▸ **RECORDED INFORMATION**:
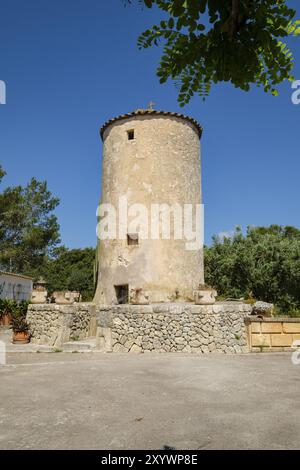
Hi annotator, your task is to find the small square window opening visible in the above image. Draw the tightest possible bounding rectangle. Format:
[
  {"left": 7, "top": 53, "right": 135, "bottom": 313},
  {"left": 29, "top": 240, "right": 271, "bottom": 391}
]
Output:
[
  {"left": 127, "top": 233, "right": 139, "bottom": 245},
  {"left": 127, "top": 129, "right": 134, "bottom": 140}
]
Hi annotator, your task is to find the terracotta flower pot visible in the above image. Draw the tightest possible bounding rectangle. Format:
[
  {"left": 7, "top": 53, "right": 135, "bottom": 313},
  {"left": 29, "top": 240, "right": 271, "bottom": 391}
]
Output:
[
  {"left": 0, "top": 313, "right": 11, "bottom": 326},
  {"left": 13, "top": 331, "right": 30, "bottom": 344}
]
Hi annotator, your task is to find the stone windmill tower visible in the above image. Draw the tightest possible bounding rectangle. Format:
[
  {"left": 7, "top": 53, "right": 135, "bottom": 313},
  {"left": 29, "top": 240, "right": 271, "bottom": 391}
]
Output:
[{"left": 94, "top": 109, "right": 204, "bottom": 304}]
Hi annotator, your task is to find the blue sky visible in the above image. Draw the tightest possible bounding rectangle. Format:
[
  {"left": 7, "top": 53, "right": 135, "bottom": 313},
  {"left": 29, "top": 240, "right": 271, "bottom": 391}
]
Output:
[{"left": 0, "top": 0, "right": 300, "bottom": 248}]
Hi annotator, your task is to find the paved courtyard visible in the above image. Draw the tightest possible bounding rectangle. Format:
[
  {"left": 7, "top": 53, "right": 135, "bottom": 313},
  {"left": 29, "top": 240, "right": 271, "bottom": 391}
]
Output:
[{"left": 0, "top": 353, "right": 300, "bottom": 449}]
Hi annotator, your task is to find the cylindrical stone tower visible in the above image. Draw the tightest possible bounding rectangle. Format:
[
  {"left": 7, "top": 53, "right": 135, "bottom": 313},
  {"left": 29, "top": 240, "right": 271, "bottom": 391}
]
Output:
[{"left": 94, "top": 110, "right": 204, "bottom": 304}]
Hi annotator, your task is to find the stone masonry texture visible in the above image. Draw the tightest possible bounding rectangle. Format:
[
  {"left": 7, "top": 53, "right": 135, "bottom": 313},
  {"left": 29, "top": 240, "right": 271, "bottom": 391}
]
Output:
[{"left": 96, "top": 302, "right": 251, "bottom": 353}]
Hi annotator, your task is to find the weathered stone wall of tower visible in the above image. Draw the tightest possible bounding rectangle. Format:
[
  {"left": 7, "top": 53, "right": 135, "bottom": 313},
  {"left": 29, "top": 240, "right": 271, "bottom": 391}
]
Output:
[{"left": 95, "top": 114, "right": 203, "bottom": 304}]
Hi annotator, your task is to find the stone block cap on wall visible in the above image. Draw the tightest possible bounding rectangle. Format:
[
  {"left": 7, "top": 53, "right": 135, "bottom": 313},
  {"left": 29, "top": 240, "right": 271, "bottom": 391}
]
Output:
[{"left": 100, "top": 109, "right": 203, "bottom": 140}]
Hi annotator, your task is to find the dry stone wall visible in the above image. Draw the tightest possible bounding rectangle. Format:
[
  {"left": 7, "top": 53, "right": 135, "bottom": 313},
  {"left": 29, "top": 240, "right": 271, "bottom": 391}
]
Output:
[
  {"left": 96, "top": 302, "right": 251, "bottom": 353},
  {"left": 27, "top": 303, "right": 96, "bottom": 347}
]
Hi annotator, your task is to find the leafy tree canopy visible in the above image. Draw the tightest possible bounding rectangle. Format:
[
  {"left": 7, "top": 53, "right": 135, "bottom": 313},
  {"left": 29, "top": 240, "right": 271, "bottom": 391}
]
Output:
[
  {"left": 35, "top": 246, "right": 95, "bottom": 301},
  {"left": 124, "top": 0, "right": 300, "bottom": 106},
  {"left": 0, "top": 168, "right": 59, "bottom": 274},
  {"left": 204, "top": 225, "right": 300, "bottom": 314}
]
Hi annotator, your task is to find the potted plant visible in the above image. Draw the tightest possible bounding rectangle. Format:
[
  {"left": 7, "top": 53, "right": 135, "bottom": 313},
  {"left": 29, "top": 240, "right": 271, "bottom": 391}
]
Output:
[
  {"left": 11, "top": 301, "right": 30, "bottom": 344},
  {"left": 0, "top": 299, "right": 16, "bottom": 326}
]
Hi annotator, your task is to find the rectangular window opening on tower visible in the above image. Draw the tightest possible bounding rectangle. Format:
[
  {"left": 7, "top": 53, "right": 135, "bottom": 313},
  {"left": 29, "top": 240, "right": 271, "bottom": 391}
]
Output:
[
  {"left": 127, "top": 233, "right": 139, "bottom": 245},
  {"left": 127, "top": 129, "right": 134, "bottom": 140},
  {"left": 115, "top": 284, "right": 129, "bottom": 304}
]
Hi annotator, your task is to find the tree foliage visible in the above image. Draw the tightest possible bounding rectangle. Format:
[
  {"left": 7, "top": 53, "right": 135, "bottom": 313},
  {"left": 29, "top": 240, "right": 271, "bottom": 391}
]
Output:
[
  {"left": 205, "top": 225, "right": 300, "bottom": 313},
  {"left": 125, "top": 0, "right": 300, "bottom": 106},
  {"left": 0, "top": 169, "right": 59, "bottom": 274},
  {"left": 35, "top": 246, "right": 95, "bottom": 301}
]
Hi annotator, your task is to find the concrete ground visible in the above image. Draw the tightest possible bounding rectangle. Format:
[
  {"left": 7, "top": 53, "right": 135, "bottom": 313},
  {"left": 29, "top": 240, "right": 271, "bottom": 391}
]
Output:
[{"left": 0, "top": 353, "right": 300, "bottom": 450}]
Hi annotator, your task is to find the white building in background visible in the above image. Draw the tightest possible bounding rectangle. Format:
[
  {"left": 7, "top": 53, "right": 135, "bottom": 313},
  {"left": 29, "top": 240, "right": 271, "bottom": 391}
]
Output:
[{"left": 0, "top": 270, "right": 33, "bottom": 301}]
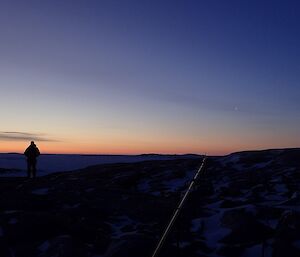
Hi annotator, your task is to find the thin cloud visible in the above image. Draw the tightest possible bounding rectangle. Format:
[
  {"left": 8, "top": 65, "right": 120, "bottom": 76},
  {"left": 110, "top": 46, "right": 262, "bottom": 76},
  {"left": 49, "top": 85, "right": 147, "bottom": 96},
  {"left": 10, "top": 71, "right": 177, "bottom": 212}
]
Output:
[{"left": 0, "top": 131, "right": 59, "bottom": 142}]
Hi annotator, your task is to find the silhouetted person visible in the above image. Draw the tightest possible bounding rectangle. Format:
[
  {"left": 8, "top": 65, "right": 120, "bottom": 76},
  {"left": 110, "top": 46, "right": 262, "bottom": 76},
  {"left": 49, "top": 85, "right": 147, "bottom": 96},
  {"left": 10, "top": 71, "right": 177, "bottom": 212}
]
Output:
[{"left": 24, "top": 141, "right": 40, "bottom": 178}]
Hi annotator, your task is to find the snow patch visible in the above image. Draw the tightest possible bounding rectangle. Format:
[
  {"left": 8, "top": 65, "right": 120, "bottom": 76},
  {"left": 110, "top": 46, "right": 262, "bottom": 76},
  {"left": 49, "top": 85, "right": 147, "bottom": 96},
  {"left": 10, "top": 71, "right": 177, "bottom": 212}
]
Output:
[
  {"left": 31, "top": 187, "right": 49, "bottom": 195},
  {"left": 38, "top": 240, "right": 50, "bottom": 252}
]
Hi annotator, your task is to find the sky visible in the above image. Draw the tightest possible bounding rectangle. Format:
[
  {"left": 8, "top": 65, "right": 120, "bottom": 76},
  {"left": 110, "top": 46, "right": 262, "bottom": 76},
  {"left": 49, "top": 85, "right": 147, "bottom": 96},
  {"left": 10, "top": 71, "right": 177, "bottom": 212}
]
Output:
[{"left": 0, "top": 0, "right": 300, "bottom": 155}]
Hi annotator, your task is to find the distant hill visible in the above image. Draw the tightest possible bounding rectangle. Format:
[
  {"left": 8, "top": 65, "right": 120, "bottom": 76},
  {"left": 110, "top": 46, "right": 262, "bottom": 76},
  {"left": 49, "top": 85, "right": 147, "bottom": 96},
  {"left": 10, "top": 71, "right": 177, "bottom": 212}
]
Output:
[{"left": 0, "top": 149, "right": 300, "bottom": 257}]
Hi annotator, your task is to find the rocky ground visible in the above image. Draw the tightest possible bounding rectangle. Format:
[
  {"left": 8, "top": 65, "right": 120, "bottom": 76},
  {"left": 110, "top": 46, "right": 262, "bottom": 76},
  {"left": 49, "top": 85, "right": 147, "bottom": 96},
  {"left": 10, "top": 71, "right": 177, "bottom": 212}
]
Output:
[{"left": 0, "top": 149, "right": 300, "bottom": 257}]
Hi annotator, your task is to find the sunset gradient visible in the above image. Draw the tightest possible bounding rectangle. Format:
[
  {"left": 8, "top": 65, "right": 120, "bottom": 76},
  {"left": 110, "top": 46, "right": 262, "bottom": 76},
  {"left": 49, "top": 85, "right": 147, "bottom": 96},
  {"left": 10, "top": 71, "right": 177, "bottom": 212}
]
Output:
[{"left": 0, "top": 0, "right": 300, "bottom": 155}]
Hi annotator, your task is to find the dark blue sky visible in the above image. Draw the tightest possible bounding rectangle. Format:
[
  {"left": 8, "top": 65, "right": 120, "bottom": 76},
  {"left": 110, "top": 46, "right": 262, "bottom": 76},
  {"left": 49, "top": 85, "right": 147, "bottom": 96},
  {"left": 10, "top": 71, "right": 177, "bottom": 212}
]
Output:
[{"left": 0, "top": 0, "right": 300, "bottom": 153}]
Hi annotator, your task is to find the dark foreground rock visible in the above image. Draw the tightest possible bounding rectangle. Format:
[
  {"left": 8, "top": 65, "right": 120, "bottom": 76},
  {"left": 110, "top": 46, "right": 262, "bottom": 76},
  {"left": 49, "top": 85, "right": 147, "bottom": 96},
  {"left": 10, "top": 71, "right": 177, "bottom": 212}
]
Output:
[{"left": 0, "top": 149, "right": 300, "bottom": 257}]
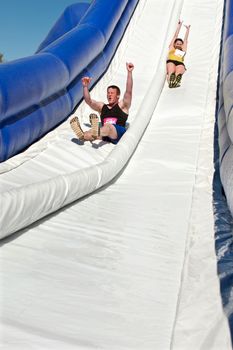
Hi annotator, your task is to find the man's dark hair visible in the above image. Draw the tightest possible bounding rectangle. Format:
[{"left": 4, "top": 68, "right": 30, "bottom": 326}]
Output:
[
  {"left": 174, "top": 38, "right": 184, "bottom": 44},
  {"left": 107, "top": 85, "right": 121, "bottom": 95}
]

▸ **EXERCISE**: Report every line in the listing above that contains the word "dark", copying each line in full.

▸ **FINISHED TASK**:
Hi annotator, your task is to find the dark blue sky visible in the above image. Draw the tightest possible bounding rectangle. Format:
Hi annotator, your task is to find the dark foreground rock visible in the above image. Draw the tightest possible bounding rectangle. Format:
Hi annotator, your task is to find the man's dark hair visible in the above image. Draw the tightest possible bounding rectangle. Format:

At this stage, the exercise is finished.